ROWS:
+++++
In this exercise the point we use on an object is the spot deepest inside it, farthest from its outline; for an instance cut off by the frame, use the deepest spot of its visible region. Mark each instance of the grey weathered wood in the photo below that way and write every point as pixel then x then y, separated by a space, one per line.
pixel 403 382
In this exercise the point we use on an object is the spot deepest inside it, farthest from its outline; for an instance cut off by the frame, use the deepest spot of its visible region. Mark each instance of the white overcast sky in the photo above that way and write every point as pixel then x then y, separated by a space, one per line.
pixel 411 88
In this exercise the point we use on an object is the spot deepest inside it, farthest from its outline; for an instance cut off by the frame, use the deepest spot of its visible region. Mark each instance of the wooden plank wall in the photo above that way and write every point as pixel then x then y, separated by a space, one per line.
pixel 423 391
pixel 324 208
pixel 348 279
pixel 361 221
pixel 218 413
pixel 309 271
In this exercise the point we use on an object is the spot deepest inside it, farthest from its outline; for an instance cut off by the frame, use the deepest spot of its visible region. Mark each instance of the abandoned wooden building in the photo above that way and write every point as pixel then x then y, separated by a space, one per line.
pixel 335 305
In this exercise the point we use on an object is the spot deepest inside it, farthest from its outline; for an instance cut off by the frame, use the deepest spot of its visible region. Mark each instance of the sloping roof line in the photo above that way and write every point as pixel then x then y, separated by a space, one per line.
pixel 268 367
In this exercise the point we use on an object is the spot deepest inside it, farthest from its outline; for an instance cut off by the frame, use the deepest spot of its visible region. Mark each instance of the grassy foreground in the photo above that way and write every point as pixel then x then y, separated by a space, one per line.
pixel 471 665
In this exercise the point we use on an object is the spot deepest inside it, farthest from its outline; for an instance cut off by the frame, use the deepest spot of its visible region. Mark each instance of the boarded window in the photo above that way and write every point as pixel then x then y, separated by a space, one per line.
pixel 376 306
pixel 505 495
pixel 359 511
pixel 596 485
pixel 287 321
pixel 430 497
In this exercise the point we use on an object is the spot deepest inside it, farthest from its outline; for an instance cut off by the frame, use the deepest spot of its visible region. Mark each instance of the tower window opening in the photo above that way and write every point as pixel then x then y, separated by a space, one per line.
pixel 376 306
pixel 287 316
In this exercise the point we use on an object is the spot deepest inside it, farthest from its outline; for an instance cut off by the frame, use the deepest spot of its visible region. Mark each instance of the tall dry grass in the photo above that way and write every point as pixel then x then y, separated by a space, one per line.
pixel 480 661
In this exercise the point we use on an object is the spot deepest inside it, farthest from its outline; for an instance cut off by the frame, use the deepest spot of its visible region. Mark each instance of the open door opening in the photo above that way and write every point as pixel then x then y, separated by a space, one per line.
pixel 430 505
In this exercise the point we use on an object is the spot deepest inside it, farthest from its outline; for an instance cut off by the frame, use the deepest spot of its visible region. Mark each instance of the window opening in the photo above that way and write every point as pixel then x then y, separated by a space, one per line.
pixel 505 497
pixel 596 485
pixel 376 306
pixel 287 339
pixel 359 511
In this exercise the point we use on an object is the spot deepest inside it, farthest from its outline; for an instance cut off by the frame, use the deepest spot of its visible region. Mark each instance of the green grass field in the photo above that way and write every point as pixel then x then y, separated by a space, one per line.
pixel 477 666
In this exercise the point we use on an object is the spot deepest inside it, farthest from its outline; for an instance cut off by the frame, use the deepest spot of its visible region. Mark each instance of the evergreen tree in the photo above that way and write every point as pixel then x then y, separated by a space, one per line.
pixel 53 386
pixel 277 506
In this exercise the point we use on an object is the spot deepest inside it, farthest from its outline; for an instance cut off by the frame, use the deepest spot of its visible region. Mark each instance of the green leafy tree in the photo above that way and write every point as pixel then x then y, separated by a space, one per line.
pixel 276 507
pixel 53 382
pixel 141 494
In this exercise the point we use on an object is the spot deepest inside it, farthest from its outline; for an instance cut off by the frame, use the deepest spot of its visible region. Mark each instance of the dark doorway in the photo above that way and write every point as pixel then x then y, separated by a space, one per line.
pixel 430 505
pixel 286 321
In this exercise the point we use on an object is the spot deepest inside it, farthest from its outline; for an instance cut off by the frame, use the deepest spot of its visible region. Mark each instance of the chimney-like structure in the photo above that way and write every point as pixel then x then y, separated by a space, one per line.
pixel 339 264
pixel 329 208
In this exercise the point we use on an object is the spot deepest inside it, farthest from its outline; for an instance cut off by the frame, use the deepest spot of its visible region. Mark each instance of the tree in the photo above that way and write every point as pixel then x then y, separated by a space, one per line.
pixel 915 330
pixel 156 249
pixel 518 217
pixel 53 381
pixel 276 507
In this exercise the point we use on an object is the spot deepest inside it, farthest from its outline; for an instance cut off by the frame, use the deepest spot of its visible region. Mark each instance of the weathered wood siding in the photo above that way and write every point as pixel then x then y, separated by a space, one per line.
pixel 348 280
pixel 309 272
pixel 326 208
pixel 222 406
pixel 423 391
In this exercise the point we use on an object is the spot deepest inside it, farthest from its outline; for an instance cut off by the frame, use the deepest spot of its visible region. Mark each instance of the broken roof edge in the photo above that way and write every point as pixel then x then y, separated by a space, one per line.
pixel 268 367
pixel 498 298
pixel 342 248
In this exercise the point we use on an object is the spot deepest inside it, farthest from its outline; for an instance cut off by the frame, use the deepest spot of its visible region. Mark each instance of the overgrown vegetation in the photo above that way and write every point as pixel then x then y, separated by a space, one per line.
+++++
WRITTEN REQUEST: Repeat the data verbatim.

WRITTEN ANSWER:
In this exercise the point we use on an object is the spot deepest inside it, farthest from its outline; for an instance cut off by the frame, use the deepest spot of its visible region. Mark each instance of the grey weathered wood in the photo below that way and write every point as pixel then x then y, separated by a space, one per line.
pixel 403 382
In this exercise the point we use on an object is the spot deepest inside it, farthest from its outline; for an instance cut off by the frame, use the deepest spot of its visible region. Mark each instance of the white overcast sky in the photo above that way and write every point as pixel then x then y, separated by a space, one per line.
pixel 411 88
In this exercise the point we use on an object is the spot deepest inside it, farthest from its outline; for an instance cut off by the frame, use the deepest spot of its visible region. Mark each instance of the wooden plank wall in the photo above that way and write every point as pixel then x then y, separated by a space, one per line.
pixel 423 391
pixel 324 208
pixel 348 279
pixel 361 221
pixel 218 413
pixel 309 271
In this exercise the point we use on an object is the spot deepest inside it, farthest from its outline; for an instance cut off by the frame, use the deepest spot of its visible region. Mark each instance of the abandoned wooden building in the photo above that way and write every point as pixel then x then y, separated by a space, one per line.
pixel 335 305
In this exercise the point we use on an object is the spot deepest inside it, farthest from its outline; for an instance cut off by the frame, use the deepest spot of its visible region. Mark each instance of the sloping roof line in the photo above that way and write every point as pixel then x then y, separated by a space, one per line.
pixel 268 367
In this exercise the point we use on an object is the spot deepest inside it, farthest from its outline; for an instance cut off by the frame, use the deepest spot of its visible region. Mark each instance of the grassy foreground in the photo above that way and write every point as pixel then x then y, separated by a space, one per line.
pixel 471 665
In this exercise the point we use on an object is the spot deepest inside it, farthest from its outline; for an instance cut off by the frame, use the deepest spot of its visible region. Mark each instance of the boarded window in the photo above that way and write every point as pixel then x then y, separated by a space, one per line.
pixel 376 306
pixel 505 495
pixel 359 511
pixel 596 485
pixel 287 321
pixel 430 497
In this exercise the point we use on an object is the spot deepest inside it, farthest from its outline; for an instance cut off by the frame, use the deepest spot of its visible region. Mark each instance of the tower window opening in the photo above that way and write every point as pixel then x then y, separated by a space, one per line.
pixel 376 306
pixel 287 316
In this exercise the point we use on an object is the spot deepest inside it, farthest from its outline; for an instance cut off by the frame, use the deepest spot of its visible region. Mark each instance of the tall dry grass in the photo above that way and write every point as pixel then x then y, separated by a space, one per line.
pixel 480 661
In this exercise the point we use on an object is the spot deepest inside it, farthest from its outline; for an instance cut off by the frame, use the deepest spot of its visible region. Mark each instance of the open door opening in the photo above that way and write every point as pixel then x then y, separated by a space, one per line.
pixel 430 505
In this exercise the point we use on an object is the spot deepest inside it, farthest from its outline; for an instance cut off by the frame, use the deepest spot of its visible region. Mark each instance of the window opening in the photo above that way and write every point as pixel then x then y, separated by a space, one per line.
pixel 505 497
pixel 596 485
pixel 376 306
pixel 287 339
pixel 359 511
In this exercise the point we use on an object is the spot deepest inside it, farthest from its outline; for an instance cut off by the frame, use the deepest spot of its visible region. Mark each instance of the green grass field in the photo above that way and write every point as pixel then x then y, separated by a space, one per line.
pixel 477 666
In this exercise the point we use on an object is the spot deepest inside it, farthest from its outline; for an instance cut off by the frame, use the deepest spot of its visible region. Mark each instance of the evergreen tree in the photo above that way and write every point as pixel then x then y, separated by a space, one per line.
pixel 53 386
pixel 277 506
In this exercise the point we use on an object is the spot deepest inside it, farthest from its outline; for an instance cut off by the frame, use the deepest spot of its visible region. Mark each instance of the green leafy tree in the photo above that way and write every point as pixel then x then y, separated by a space, one per line.
pixel 276 507
pixel 53 382
pixel 141 494
In this exercise the point we use on an object is the spot deepest inside it, farthest from its outline; for an instance cut off by the frame, use the deepest spot of its visible region. Mark each instance of the dark doorway in the photo above that way and write every point as pixel then x then y, separated by a space, one per line.
pixel 430 505
pixel 286 321
In this exercise the point we use on an object is the spot deepest inside it, farthest from its outline; for an instance cut off by the frame, use the deepest spot of its visible region. Mark each instance of the chimney-like structure in the photo above that way and write every point as pixel then x then y, separated by a space, one per line.
pixel 339 264
pixel 329 208
In this exercise the point we use on an object is the spot deepest inside it, farthest from its outline; for an instance cut off by the frame, use the deepest spot of its visible region. Mark each instance of the tree in the photo above that way and write every point as pixel then x then y, separated by a space, one per line.
pixel 915 330
pixel 156 249
pixel 518 217
pixel 53 381
pixel 276 507
In this exercise the point we use on an object is the spot deepest inside it, farthest from its outline; for an instance cut off by the frame, use the deepest spot of its visible region. Mark each instance of the weathered wood siding in the photo above that way and write every point as pixel then x then y, separated by a space, one per line.
pixel 348 280
pixel 309 272
pixel 326 208
pixel 222 406
pixel 423 391
In this exercise the point we use on an object is the spot deepest inside it, farthest from its outline; for an instance cut off by the frame, use the deepest spot of its visible region. Mark each instance of the broken roof edge in the photo above that way and write every point as pixel then x then y, separated by a space, one per line.
pixel 268 367
pixel 498 298
pixel 342 248
In this exercise the point we use on an object is the spot deepest inside it, farthest from its outline; for an instance cut off by the frame, use the deepest spot of its visible region. Mark each instance of the overgrown vegetation in the photo above that way and write every point as pixel then x then y, separated by a space, one per line.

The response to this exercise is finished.